══ Material for this task ══
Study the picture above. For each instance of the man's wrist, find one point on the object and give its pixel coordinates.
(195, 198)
═══
══ Material for this task ══
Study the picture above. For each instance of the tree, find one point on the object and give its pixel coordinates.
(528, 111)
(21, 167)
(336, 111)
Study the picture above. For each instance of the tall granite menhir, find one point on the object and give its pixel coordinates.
═══
**Your task:** List each line of the records above that contains the string "point".

**Response for this exercise:**
Study the picture above. For each instance of the man's wrist, find one point on the object and give its pixel coordinates.
Study the picture above. For each instance of the tree, find one point on the object and give its pixel coordinates.
Study the picture above. For each instance of the tall granite menhir, find one point on the object and give its pixel coordinates.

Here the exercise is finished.